### Activity
Each entry is to be retyped exactly as it stands.

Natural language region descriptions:
= Beginning of Section =

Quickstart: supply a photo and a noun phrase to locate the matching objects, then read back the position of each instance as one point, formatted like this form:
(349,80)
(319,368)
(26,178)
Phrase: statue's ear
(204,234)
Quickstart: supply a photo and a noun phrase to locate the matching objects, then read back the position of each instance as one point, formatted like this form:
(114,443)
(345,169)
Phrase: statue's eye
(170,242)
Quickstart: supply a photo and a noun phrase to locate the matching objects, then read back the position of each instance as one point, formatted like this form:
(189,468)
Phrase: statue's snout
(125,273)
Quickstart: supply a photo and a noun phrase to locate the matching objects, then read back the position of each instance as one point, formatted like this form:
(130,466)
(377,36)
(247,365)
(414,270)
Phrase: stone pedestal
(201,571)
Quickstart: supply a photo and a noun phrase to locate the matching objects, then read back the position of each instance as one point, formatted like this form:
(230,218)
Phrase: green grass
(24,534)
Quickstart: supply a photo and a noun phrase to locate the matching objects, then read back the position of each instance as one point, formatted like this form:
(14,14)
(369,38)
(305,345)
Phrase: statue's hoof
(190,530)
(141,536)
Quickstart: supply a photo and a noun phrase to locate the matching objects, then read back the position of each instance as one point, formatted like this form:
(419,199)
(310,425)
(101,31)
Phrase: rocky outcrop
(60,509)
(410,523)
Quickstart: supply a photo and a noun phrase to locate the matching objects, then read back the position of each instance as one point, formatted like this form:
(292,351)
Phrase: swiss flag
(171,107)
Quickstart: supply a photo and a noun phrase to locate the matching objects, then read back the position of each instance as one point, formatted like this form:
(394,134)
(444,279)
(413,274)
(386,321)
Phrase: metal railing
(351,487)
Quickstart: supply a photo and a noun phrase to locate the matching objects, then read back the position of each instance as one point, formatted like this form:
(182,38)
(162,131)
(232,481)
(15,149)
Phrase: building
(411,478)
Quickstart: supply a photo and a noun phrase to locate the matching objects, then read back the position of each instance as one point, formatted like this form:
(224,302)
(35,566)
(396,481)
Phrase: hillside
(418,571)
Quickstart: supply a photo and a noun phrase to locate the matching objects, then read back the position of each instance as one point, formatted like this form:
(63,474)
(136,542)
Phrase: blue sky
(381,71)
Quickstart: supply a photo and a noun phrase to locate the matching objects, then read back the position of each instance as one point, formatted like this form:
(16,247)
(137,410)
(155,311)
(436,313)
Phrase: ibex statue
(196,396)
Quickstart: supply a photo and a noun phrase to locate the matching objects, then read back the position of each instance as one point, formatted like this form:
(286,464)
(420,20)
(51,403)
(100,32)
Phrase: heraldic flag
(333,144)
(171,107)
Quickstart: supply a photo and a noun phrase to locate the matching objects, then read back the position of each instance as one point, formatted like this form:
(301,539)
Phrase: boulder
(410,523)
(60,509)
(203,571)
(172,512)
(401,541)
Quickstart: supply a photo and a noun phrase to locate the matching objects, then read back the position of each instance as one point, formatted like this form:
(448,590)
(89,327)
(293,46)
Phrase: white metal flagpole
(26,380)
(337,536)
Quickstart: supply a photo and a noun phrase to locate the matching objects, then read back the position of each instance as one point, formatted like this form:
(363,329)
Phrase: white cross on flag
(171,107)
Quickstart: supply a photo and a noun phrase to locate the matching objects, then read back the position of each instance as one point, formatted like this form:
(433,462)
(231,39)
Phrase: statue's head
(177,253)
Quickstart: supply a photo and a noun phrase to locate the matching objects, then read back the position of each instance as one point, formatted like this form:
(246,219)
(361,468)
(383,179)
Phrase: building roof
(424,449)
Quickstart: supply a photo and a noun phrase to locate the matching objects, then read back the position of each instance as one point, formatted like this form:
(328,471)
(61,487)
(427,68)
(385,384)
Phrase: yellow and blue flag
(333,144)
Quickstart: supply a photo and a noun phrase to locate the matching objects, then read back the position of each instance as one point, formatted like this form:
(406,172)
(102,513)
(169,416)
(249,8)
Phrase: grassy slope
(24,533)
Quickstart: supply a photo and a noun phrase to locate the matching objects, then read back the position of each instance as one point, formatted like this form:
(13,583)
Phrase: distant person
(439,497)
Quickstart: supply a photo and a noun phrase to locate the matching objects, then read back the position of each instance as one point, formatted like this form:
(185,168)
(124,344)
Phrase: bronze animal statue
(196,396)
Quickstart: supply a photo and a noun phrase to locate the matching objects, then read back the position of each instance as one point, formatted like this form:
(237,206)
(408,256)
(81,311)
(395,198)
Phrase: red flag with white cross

= End of Section =

### Answer to the problem
Quickstart: supply a photo and a noun phrase to locate the matching objects, then read back the position of each instance as one point, formatted like this form:
(349,80)
(319,368)
(26,178)
Phrase: statue's ear
(204,234)
Quickstart: supply a photo and a noun phrase to locate the matching objects, then read back the position of each instance as one point, formatted like this form:
(114,443)
(345,169)
Phrase: statue's eye
(170,242)
Quickstart: supply a photo and a noun phrase to locate the matching objects, then read back the position of each instance as one point, formatted like this form:
(189,468)
Phrase: statue's snout
(125,273)
Quickstart: supply a photo and a noun phrase to locate the matching objects, then read back the position of each instance as one point, formatted like this form:
(130,466)
(377,36)
(247,365)
(414,270)
Phrase: stone pedestal
(201,571)
Quickstart: supply a photo and a noun phrase to locate the matching objects, then read back the position of each instance as one point, formatted like this form:
(230,218)
Phrase: green grass
(24,534)
Quickstart: supply a photo and a noun phrase to locate the matching objects, then read back the position of each instance as one point, formatted like this form:
(14,14)
(369,38)
(305,345)
Phrase: statue's hoof
(190,530)
(141,536)
Quickstart: supply a photo and a noun phrase to locate the matching objects, then read back the position of each instance as one point, formatted like this form:
(419,199)
(310,425)
(101,31)
Phrase: rocky outcrop
(60,509)
(410,523)
Quickstart: supply a photo and a noun phrase to locate the matching objects, then read back the position of each instance as one point, formatted like this form:
(292,351)
Phrase: swiss flag
(171,107)
Quickstart: supply a photo and a noun phrase to locate the matching objects, then read back the position of each instance as one point, formatted like this form:
(394,134)
(444,279)
(413,274)
(386,321)
Phrase: metal railing
(351,487)
Quickstart: supply a photo and a noun phrase to locate the matching objects, then read back the position of each instance as one point, formatted like this form:
(182,38)
(162,131)
(232,481)
(15,149)
Phrase: building
(411,478)
Quickstart: supply a photo and a noun phrase to locate the matching objects, then read back the position of each instance as one point, formatted like this form:
(224,302)
(35,566)
(396,481)
Phrase: hillside
(418,571)
Quickstart: supply a photo and a noun phrase to locate the matching objects, then read back the position of each instance as one point, formatted like this form:
(63,474)
(136,542)
Phrase: blue sky
(381,71)
Quickstart: supply a photo and a noun phrase to locate the matching objects, then read back the position of each instance as one point, formatted like this form:
(16,247)
(137,410)
(155,311)
(436,313)
Phrase: ibex statue
(196,396)
Quickstart: supply a photo and a noun phrase to locate the matching objects, then read back the position of each instance as one point, formatted like this form:
(286,464)
(420,20)
(51,403)
(100,32)
Phrase: heraldic flag
(333,144)
(171,107)
Quickstart: supply a photo and a noun phrase to locate the matching objects, then read back the position of each instance as one point, formatted like this form:
(301,539)
Phrase: boulder
(410,523)
(60,509)
(203,571)
(172,512)
(401,541)
Quickstart: supply a photo and a noun phrase to locate the matching objects, then read back the position of each instance as one point, formatted like this form:
(448,590)
(89,327)
(293,46)
Phrase: white metal flagpole
(26,380)
(337,536)
Quickstart: supply a photo and a noun phrase to locate the matching objects, then read back the position of each instance as one point, formatted like this form:
(363,329)
Phrase: white cross on flag
(171,107)
Quickstart: supply a photo and a noun phrase to locate the matching objects, then read back the position of each instance as one point, formatted like this form:
(433,462)
(231,39)
Phrase: statue's head
(177,253)
Quickstart: supply a photo and a noun phrase to locate the matching objects, then read back the position of each instance as one point, formatted like this form:
(246,219)
(361,468)
(383,179)
Phrase: building roof
(424,449)
Quickstart: supply a photo and a noun phrase to locate the matching objects, then read back the position of each instance as one point, formatted like this form:
(328,471)
(61,487)
(427,68)
(385,384)
Phrase: yellow and blue flag
(333,144)
Quickstart: supply a photo and a noun phrase to locate the matching objects, then read back the position of each instance as one point, formatted like this form:
(406,172)
(102,513)
(169,416)
(249,8)
Phrase: grassy slope
(24,533)
Quickstart: supply a photo and a noun phrase to locate the matching objects, then read back the position of each instance as one point, formatted like this form:
(13,583)
Phrase: distant person
(439,497)
Quickstart: supply a photo and a noun phrase to locate the matching objects, then read back the position of each instance as one point, formatted like this form:
(185,168)
(124,344)
Phrase: bronze animal statue
(196,396)
Quickstart: supply a photo and a noun phrase to locate the matching objects, then read back the position of each instance as one point, formatted like this form:
(237,206)
(408,256)
(81,311)
(395,198)
Phrase: red flag with white cross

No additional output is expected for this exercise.